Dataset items
□ □ □ □

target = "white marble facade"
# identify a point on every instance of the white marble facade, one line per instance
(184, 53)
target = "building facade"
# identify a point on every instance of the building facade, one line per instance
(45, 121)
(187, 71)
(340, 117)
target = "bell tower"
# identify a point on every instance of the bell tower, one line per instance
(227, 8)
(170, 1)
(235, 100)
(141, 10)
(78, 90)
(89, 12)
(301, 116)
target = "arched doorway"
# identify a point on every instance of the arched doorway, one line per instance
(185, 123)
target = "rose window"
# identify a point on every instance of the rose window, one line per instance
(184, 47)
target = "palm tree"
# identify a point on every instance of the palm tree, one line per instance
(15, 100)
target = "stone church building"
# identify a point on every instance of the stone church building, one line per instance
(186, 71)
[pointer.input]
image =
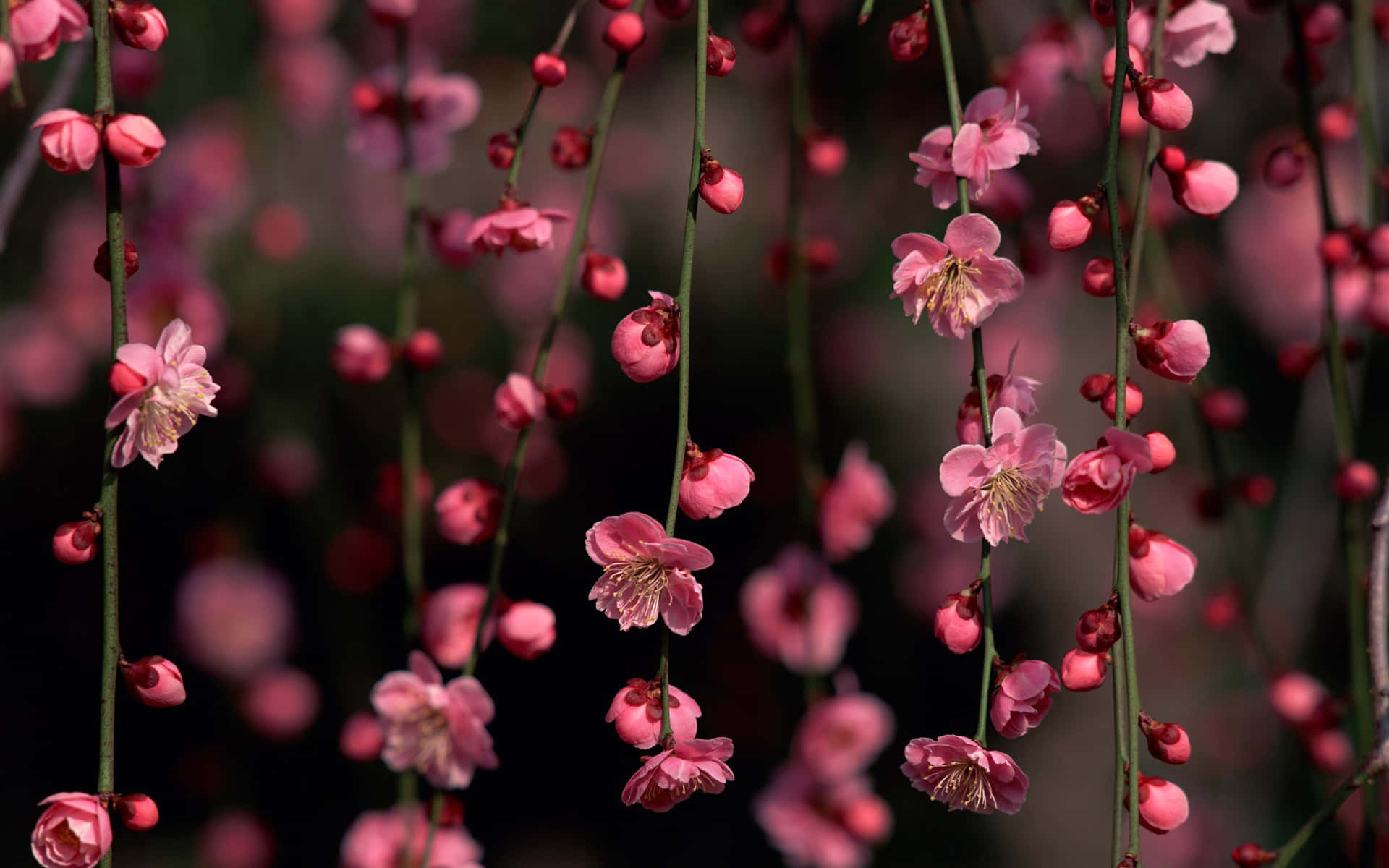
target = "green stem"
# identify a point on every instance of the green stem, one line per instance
(608, 107)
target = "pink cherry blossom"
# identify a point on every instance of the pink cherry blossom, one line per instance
(1177, 350)
(998, 490)
(963, 774)
(853, 504)
(637, 712)
(438, 729)
(842, 735)
(713, 481)
(177, 391)
(993, 137)
(646, 574)
(798, 611)
(821, 825)
(957, 282)
(1159, 566)
(674, 775)
(1024, 696)
(72, 833)
(1097, 481)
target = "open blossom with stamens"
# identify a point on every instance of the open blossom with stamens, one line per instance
(438, 729)
(674, 775)
(174, 391)
(963, 774)
(646, 574)
(957, 282)
(998, 490)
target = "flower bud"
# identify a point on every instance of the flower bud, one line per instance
(360, 356)
(624, 33)
(138, 812)
(519, 401)
(907, 38)
(132, 139)
(1082, 670)
(721, 190)
(720, 54)
(155, 681)
(957, 623)
(1163, 451)
(139, 25)
(75, 542)
(1356, 481)
(572, 148)
(103, 261)
(69, 140)
(605, 277)
(549, 69)
(424, 350)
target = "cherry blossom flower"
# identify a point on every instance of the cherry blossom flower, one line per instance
(998, 490)
(438, 729)
(674, 775)
(963, 774)
(646, 574)
(959, 282)
(798, 611)
(175, 391)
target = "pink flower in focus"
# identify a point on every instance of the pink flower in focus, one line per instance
(72, 833)
(646, 574)
(963, 774)
(1159, 566)
(713, 481)
(1176, 350)
(1096, 481)
(449, 624)
(517, 226)
(853, 504)
(993, 137)
(637, 712)
(959, 282)
(177, 391)
(1024, 696)
(674, 775)
(438, 729)
(998, 490)
(841, 736)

□ □ □ □

#### REQUIRED ACTION
Only the text of the records is to be reproduced exactly; skip the pictures.

#### RESPONSE
target = "white marble facade"
# identify a point on every instance of the white marble facade, one line per instance
(184, 53)
target = "building facade"
# identify a point on every instance of the building facade, one line per instance
(45, 121)
(187, 71)
(340, 117)
target = "bell tower"
# identify a point on every instance of the bell tower, one line per instance
(227, 8)
(170, 1)
(235, 100)
(141, 10)
(78, 90)
(89, 12)
(301, 116)
target = "arched doorway"
# identify a point on every instance of the arched doorway, one line per instance
(185, 123)
target = "rose window"
# identify a point on every instance of the rose window, one line per instance
(184, 47)
target = "palm tree"
# identify a point on every instance of the palm tree, one line per instance
(15, 100)
target = "stone church building"
# identify a point on every instance of the stone church building, one line per instance
(186, 71)
[pointer.input]
image =
target = "green stem"
# identify a point on every instance of the green stem, one line per instance
(608, 107)
target = "pink cherry blossom"
# identify a point on every instance of the pink cherry blossom, one line per instance
(1177, 350)
(998, 490)
(963, 774)
(853, 504)
(637, 712)
(438, 729)
(842, 735)
(713, 481)
(177, 391)
(993, 137)
(646, 574)
(798, 611)
(821, 825)
(957, 282)
(1159, 566)
(674, 775)
(1024, 696)
(72, 833)
(1097, 481)
target = "open blossom with stamens"
# identify a point on every instance of the open blossom with stamens, one line per instance
(438, 729)
(674, 775)
(174, 391)
(963, 774)
(646, 574)
(957, 282)
(998, 490)
target = "flower bud"
# identify a point on every instance of the flower bud, one line per instance
(360, 356)
(624, 33)
(138, 812)
(519, 401)
(907, 38)
(132, 139)
(1082, 670)
(721, 190)
(720, 54)
(155, 681)
(957, 623)
(1163, 451)
(139, 25)
(75, 542)
(1356, 481)
(572, 148)
(103, 261)
(69, 140)
(605, 277)
(549, 69)
(424, 350)
target = "cherry blossom flower"
# identify a point on every instance of the cherry blossom flower, one line per instance
(998, 490)
(438, 729)
(674, 775)
(963, 774)
(646, 574)
(959, 282)
(798, 611)
(175, 391)
target = "pink flower in focus"
# identify a point on every instance of the pink flower in focus, one line per instance
(72, 833)
(646, 574)
(963, 774)
(1159, 566)
(713, 481)
(1176, 350)
(1096, 481)
(449, 624)
(517, 226)
(853, 504)
(993, 137)
(637, 712)
(959, 282)
(177, 391)
(1024, 696)
(674, 775)
(438, 729)
(998, 490)
(841, 736)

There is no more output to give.